Show every line of the records that contains the string "Where", matching case exactly.

- _DATA FOR THE TASK_:
# # # # # # #
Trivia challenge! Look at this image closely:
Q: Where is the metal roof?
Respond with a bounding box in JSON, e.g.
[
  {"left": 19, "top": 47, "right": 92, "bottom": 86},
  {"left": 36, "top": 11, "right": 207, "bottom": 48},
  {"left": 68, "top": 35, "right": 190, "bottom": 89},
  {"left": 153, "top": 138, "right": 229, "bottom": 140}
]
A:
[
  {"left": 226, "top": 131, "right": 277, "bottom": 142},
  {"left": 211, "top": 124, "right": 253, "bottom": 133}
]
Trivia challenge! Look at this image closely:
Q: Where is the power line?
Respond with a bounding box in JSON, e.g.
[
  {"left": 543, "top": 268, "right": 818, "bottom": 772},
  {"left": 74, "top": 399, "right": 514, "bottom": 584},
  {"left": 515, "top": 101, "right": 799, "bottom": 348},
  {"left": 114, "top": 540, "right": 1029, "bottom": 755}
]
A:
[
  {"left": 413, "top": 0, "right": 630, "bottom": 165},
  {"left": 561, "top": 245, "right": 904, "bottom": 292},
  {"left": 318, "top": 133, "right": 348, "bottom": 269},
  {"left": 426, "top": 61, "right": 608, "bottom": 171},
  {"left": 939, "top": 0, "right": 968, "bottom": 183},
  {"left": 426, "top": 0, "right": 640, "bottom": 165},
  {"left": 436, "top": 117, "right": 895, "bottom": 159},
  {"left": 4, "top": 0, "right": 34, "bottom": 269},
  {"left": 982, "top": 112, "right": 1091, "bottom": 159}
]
# # # # # # #
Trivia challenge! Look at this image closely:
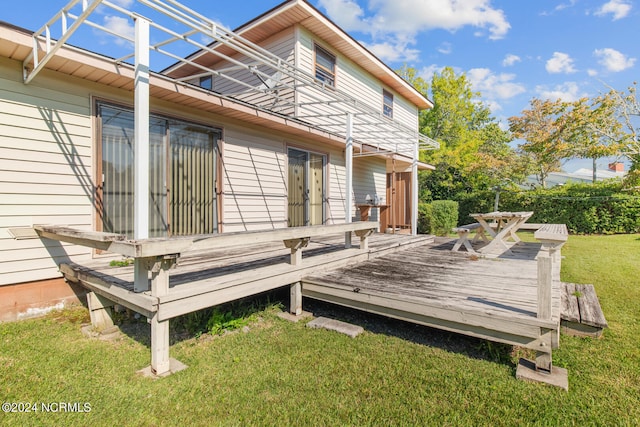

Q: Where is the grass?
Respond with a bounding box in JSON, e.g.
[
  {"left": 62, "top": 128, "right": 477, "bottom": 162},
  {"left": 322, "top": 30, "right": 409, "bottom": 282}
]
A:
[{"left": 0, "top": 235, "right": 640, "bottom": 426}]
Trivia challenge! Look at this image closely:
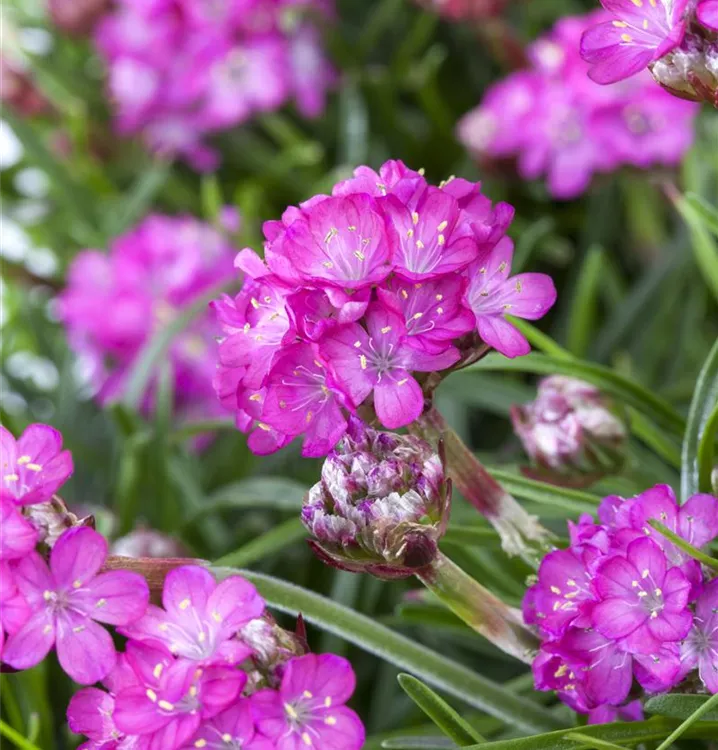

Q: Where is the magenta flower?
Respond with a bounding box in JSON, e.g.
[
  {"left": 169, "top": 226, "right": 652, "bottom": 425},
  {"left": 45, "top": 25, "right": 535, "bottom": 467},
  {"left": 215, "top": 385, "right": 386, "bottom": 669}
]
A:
# # # # # # #
- _EXPECTED OUTPUT_:
Q: Where is the metal roof?
Q: Where is the power line?
Q: Where is the grass?
Q: Where is the magenta flower?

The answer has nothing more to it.